§ **RECORDS FOR THIS EXERCISE**:
Start of Block

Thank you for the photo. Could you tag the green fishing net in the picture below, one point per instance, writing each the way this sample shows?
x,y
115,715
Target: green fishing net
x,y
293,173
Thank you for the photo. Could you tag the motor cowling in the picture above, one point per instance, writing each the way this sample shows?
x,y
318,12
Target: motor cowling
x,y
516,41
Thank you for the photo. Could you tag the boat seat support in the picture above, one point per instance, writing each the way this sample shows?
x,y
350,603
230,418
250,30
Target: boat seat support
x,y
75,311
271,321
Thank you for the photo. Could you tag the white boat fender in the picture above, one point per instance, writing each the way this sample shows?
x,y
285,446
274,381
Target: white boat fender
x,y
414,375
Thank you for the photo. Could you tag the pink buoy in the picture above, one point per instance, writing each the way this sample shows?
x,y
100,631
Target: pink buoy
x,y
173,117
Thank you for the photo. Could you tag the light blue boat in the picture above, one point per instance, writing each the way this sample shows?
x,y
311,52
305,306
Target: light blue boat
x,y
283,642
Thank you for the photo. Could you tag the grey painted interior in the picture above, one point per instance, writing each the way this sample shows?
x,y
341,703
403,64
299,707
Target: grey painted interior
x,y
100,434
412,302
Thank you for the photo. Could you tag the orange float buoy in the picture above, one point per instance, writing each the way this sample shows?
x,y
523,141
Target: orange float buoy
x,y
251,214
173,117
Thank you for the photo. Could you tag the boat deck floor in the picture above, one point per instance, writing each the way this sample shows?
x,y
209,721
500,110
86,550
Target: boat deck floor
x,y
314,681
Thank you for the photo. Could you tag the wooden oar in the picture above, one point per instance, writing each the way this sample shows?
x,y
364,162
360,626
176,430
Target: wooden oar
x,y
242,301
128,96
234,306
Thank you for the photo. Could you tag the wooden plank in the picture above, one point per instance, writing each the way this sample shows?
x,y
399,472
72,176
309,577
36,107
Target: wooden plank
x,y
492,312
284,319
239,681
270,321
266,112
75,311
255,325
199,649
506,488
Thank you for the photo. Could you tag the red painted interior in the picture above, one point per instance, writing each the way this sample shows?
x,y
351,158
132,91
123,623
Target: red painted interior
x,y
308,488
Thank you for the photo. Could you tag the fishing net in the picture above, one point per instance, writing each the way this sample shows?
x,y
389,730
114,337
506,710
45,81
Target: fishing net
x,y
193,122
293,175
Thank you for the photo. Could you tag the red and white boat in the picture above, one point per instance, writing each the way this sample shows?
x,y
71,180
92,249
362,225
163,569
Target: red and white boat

End of Block

§ **INSTRUCTIONS FOR THE TASK**: Copy every entry exactly as it is given.

§ **SOLVED EXERCISE**:
Thank you for the photo. Could you tag the green fishing net in the picture below, one point per instance, writing each the way this sample shows?
x,y
115,715
Target: green fishing net
x,y
293,173
Thank you for the photo. Could you tag the motor cowling in the picture above, one point per instance, writing each the way this sample shows?
x,y
318,12
Target: motor cowling
x,y
516,41
Thank you for the photo. Could you tag the boat seat support in the picture above, one point per instance, writing each the way this sample shows?
x,y
350,603
230,418
250,30
Target: boat seat support
x,y
75,311
271,321
Thank you for the photo. Could you tag the white boat fender in the picture above, one point per instance, writing each the way this sample shows?
x,y
285,446
274,381
Target: white boat fender
x,y
414,375
Thank you for the photo. Could you tag the pink buoy in the picture above, one point per instance, writing each the way this sample shows?
x,y
100,631
Target: pink buoy
x,y
173,117
Thank you for the photo. Could you tag the light blue boat in the picture above, one point per instance, writing each the way this sample shows?
x,y
311,52
305,306
Target: light blue boat
x,y
283,642
Thank you for the photo. Could you tag the grey painted interior in the picture above, one point per instance, writing each the way this sample shows?
x,y
341,703
403,64
299,707
Target: grey painted interior
x,y
100,434
412,302
Thank you for the photo. Could you tag the orange float buoy in the picture above, one point per instance, writing each the way this sample shows?
x,y
523,141
Target: orange float buoy
x,y
251,214
173,117
Thank you for the photo. Could you tag the boat deck floor in the picture above, one point per instance, writing each the way this sample shows?
x,y
209,721
500,110
86,550
Target: boat deck floor
x,y
314,681
Thank you for the photo. Could you tag the wooden oar in the picture above, one point per instance, writing each the way this sample shows?
x,y
364,162
360,626
176,430
Target: wooden oar
x,y
242,301
128,96
234,306
Thank you for the photo. Could you tag the wooden plank in the picture above, one point per instance, writing each the way this sample shows?
x,y
399,472
72,176
309,577
36,107
Target: wooden plank
x,y
492,312
284,319
239,681
270,321
266,112
75,311
255,325
199,649
506,488
Thank you for the photo. Could you tag the red painted interior in the picture above, one point per instance, writing each the way this sample shows?
x,y
351,158
132,91
123,623
Target: red painted interior
x,y
308,488
Thank you for the photo. Could you tag the fishing net in the picture above, one point per instance, writing each the way this sample shows?
x,y
389,730
114,337
506,710
45,81
Target: fishing net
x,y
193,122
293,175
Thank you for the photo. Could you tag the red and white boat in the picture above, one point per instance, writing each the way this sample shows?
x,y
71,180
92,249
362,225
163,569
Target: red and white boat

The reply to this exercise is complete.